On assiste aujourd’hui, dans le monde scientifique, à une remise en question des catégories traditionnelles qui nous servaient à penser la réalité. L’une des plus saisissantes concerne le concept d’espèce dont certains biologistes néo-darwiniens n’hésitent pas à proclamer l’obsolescence. D’une façon générale, la science affiche un réductionnisme méthodologique qui justifie le privilège qu’elle accorde à la continuité entre les différents degrés de réalité et le refus qu’elle oppose aux définitions essentialistes. De ce point de vue, l’opposition entre l’homme et les autres espèces vivantes paraît de plus en plus contestable.

L’éthologie décrit désormais des comportements qui signalent une culture animale tandis que les sciences cognitives entreprennent d’étudier les mécanismes de l’intelligence au niveau du vivant le plus élémentaire. Les questions entourant le statut de la conscience, dont nous faisions traditionnellement le critère de distinction de l’humain, restent ouvertes et maintiennent l’incertitude concernant les limites censées préserver la place de l’homme par rapport à l’animal ou à la machine. Si l’on ajoute à cela la fascination exercée par les développements des technosciences en matière de vie artificielle, si l’on prend au sérieux les utopies posthumaines qui misent sur l’hybridation du vivant et des machines cybernétiques, on achèvera de se persuader du caractère périmé de l’opposition de l’homme, de l’animal et de la machine, et on devra envisager la révision du système de valeurs qui en procédait.

☆ ☆ ☆ ☆

**Consigne**
Poursuivez le texte sur la remise en question de la frontière entre l'homme, l'animal et la machine, en reprenant juste après sa dernière phrase. Les entrées n'ont aucun rapport avec ce texte.

☆ ☆ ☆ ☆

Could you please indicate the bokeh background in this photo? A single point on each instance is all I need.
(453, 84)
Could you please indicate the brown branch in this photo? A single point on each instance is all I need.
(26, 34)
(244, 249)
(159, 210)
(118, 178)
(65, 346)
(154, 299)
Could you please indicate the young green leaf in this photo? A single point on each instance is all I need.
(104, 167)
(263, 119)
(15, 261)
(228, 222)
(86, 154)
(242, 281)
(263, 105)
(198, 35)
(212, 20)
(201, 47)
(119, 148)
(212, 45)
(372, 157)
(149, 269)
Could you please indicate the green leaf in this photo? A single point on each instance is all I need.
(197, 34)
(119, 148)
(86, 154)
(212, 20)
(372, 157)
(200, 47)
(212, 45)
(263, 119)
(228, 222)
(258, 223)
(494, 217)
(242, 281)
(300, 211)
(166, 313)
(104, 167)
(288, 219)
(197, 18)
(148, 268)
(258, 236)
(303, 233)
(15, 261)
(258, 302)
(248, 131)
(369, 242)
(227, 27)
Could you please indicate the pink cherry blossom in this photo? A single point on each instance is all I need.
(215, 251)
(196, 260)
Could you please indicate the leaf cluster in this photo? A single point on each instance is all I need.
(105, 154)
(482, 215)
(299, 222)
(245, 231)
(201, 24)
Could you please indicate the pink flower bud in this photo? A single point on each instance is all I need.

☆ ☆ ☆ ☆

**Réponse attendue**
La difficulté à désigner une altérité (dans l’animal ou dans la machine) nous met au défi de sauvegarder l’identité que nous nous prêtions jusqu’à présent. En ce sens, il convient d’interroger les possibilités que nous offrent encore les sciences de demeurer humanistes.

Jean-Michel Besnier enseigne la philosophie à l’Université Paris-IV Sorbonne où il occupe la chaire de Philosophie des technologies de l’information et de la communication. Il appartient par ailleurs au Centre de recherche en épistémologie appliquée (CREA), laboratoire du CNRS et de l’Ecole polytechnique, axé sur les sciences cognitives.

Jean-Michel Besnier conduit des recherches sur les impacts philosophiques et sociologiques des sciences et technologies cognitives, en cherchant à articuler les enjeux scientifiques et métaphysiques qui font de l’intelligence artificielle une discipline en prise sur notre temps. Ses réflexions portent également sur les enjeux philosophiques des biotechnologies végétales et médicales.